RECORDS PROVIDED:
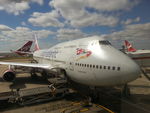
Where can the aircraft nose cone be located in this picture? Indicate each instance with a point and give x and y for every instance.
(132, 71)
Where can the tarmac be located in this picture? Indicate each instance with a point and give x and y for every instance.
(138, 102)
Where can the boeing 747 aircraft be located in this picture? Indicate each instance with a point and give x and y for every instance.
(90, 61)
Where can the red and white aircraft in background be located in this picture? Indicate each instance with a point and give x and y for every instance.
(25, 49)
(142, 57)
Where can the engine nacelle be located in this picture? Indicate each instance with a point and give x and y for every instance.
(9, 75)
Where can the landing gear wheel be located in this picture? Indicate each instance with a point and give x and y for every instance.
(126, 91)
(33, 75)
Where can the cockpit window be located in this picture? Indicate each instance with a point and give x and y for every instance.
(104, 42)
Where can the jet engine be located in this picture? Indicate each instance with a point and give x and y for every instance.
(9, 75)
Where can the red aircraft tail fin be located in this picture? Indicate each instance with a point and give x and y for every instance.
(129, 47)
(36, 44)
(26, 47)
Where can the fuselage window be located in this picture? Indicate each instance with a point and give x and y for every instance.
(104, 67)
(93, 66)
(113, 68)
(90, 65)
(97, 66)
(118, 68)
(104, 42)
(100, 67)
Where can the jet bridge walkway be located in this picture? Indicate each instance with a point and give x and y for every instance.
(56, 93)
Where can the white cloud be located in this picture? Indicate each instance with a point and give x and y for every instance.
(23, 23)
(45, 19)
(14, 7)
(40, 2)
(22, 33)
(17, 7)
(135, 31)
(5, 28)
(130, 21)
(69, 34)
(77, 14)
(112, 5)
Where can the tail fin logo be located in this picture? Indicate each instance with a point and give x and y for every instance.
(129, 47)
(26, 47)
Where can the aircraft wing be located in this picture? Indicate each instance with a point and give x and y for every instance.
(28, 65)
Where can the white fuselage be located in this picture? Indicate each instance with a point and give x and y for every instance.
(141, 57)
(91, 61)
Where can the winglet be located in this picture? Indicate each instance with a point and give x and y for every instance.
(129, 46)
(36, 44)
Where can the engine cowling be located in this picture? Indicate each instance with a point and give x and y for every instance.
(9, 75)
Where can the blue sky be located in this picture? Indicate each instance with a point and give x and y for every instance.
(56, 21)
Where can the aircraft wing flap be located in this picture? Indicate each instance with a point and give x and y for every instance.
(29, 65)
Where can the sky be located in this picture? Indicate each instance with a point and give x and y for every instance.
(55, 21)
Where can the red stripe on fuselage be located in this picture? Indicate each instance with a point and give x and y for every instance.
(140, 58)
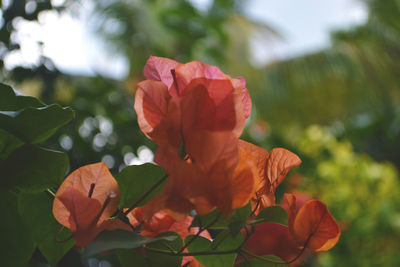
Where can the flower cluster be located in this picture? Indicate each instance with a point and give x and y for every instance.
(196, 114)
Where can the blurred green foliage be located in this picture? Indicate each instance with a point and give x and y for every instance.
(361, 193)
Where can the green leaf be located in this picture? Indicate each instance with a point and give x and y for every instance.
(234, 221)
(8, 143)
(158, 259)
(33, 169)
(131, 258)
(36, 211)
(17, 245)
(11, 100)
(107, 240)
(272, 214)
(34, 125)
(134, 181)
(223, 243)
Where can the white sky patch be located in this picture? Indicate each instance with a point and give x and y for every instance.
(70, 43)
(305, 24)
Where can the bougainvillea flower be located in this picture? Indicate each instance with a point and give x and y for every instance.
(195, 90)
(272, 239)
(272, 169)
(199, 106)
(85, 201)
(191, 187)
(312, 225)
(162, 222)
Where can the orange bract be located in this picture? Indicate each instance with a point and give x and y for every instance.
(225, 184)
(162, 222)
(85, 201)
(312, 225)
(199, 106)
(272, 169)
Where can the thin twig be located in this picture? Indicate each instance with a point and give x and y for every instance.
(199, 232)
(146, 194)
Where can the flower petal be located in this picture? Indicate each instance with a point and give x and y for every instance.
(315, 227)
(159, 69)
(279, 163)
(86, 198)
(158, 114)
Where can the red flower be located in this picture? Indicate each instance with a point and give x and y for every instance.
(272, 169)
(312, 225)
(311, 228)
(199, 106)
(85, 201)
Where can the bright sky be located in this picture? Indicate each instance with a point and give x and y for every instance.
(305, 24)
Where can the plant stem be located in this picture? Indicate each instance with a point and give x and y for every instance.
(48, 190)
(198, 253)
(199, 232)
(145, 195)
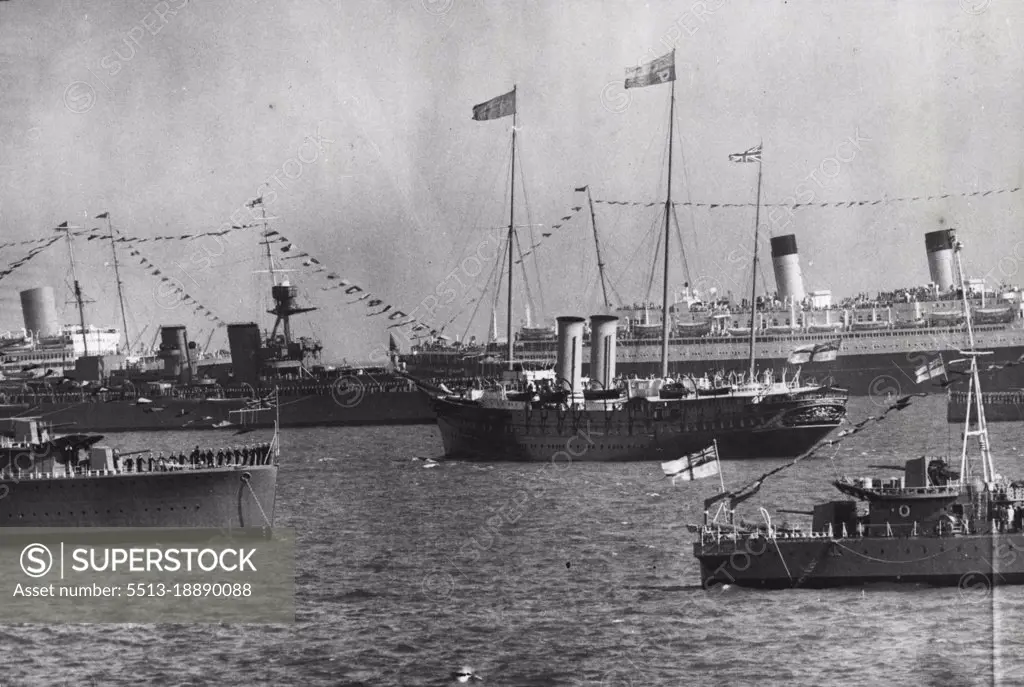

WHAT TO PRODUCE: Collect every line in the rows above that contains the string "fuselage", matching case exactly.

WORKED SOLUTION:
Where can the fuselage window be located in this picture? Indicate each instance with a point and give x and y for every instance.
Where can the white fuselage be located in this picture? Indicate each instance with a point and give x and y for every instance.
Where can the red stripe on fuselage be located in this picture? Indicate each instance with a point and give x and y for every instance.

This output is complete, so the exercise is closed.